**What needs to be done:**
Nothing but a number is wanted here: the count of lines in the data holding the word "query".

**Entries provided:**
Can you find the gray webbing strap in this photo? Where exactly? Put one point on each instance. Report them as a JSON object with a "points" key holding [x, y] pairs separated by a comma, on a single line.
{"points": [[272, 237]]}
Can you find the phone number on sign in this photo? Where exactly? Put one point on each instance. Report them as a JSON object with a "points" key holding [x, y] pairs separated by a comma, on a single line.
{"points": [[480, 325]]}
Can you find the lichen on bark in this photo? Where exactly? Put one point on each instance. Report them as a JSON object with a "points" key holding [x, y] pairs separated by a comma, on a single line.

...

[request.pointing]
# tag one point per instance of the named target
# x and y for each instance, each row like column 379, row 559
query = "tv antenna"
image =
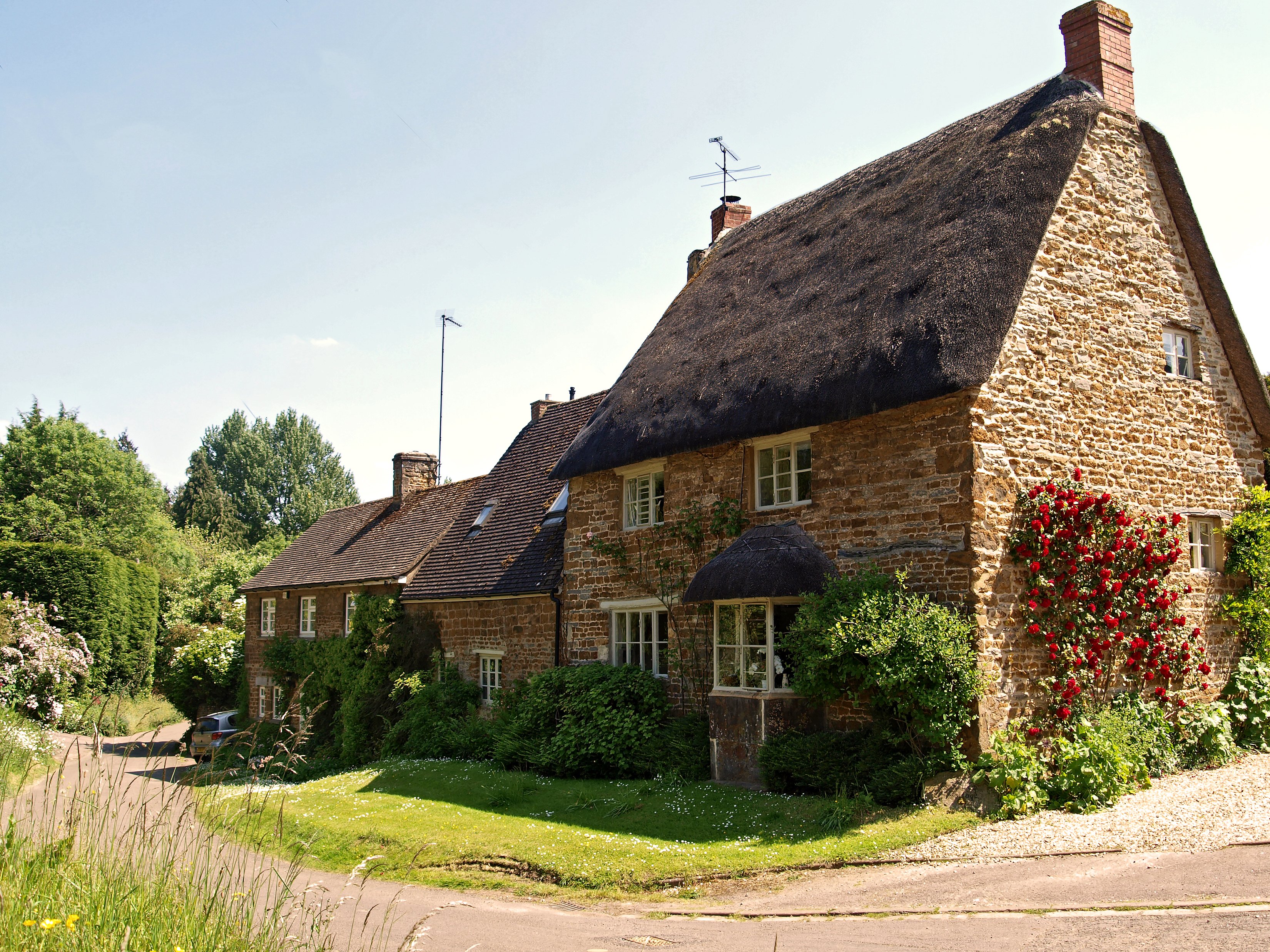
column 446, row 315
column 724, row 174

---

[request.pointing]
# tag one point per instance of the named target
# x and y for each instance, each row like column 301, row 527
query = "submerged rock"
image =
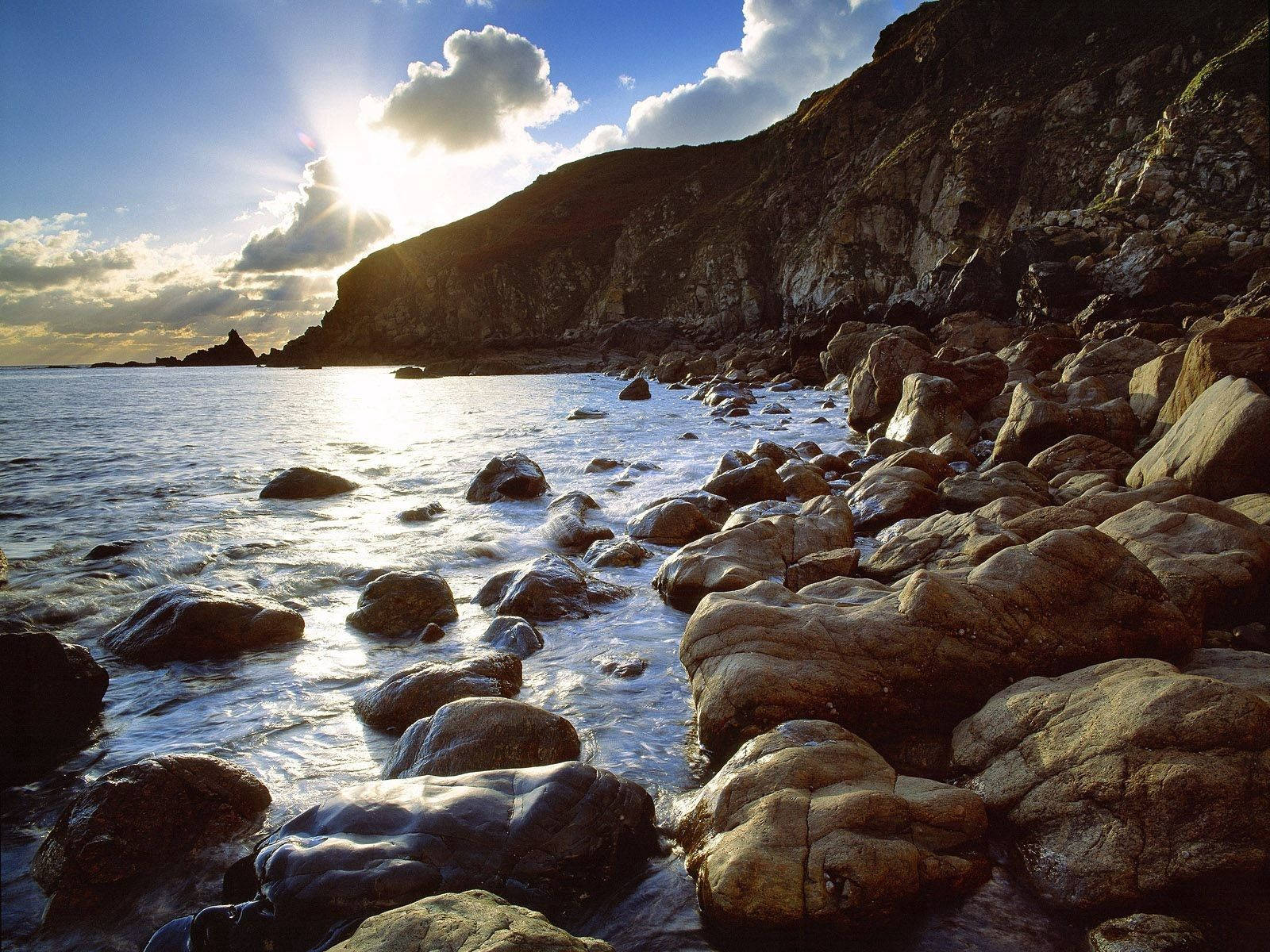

**Output below:**
2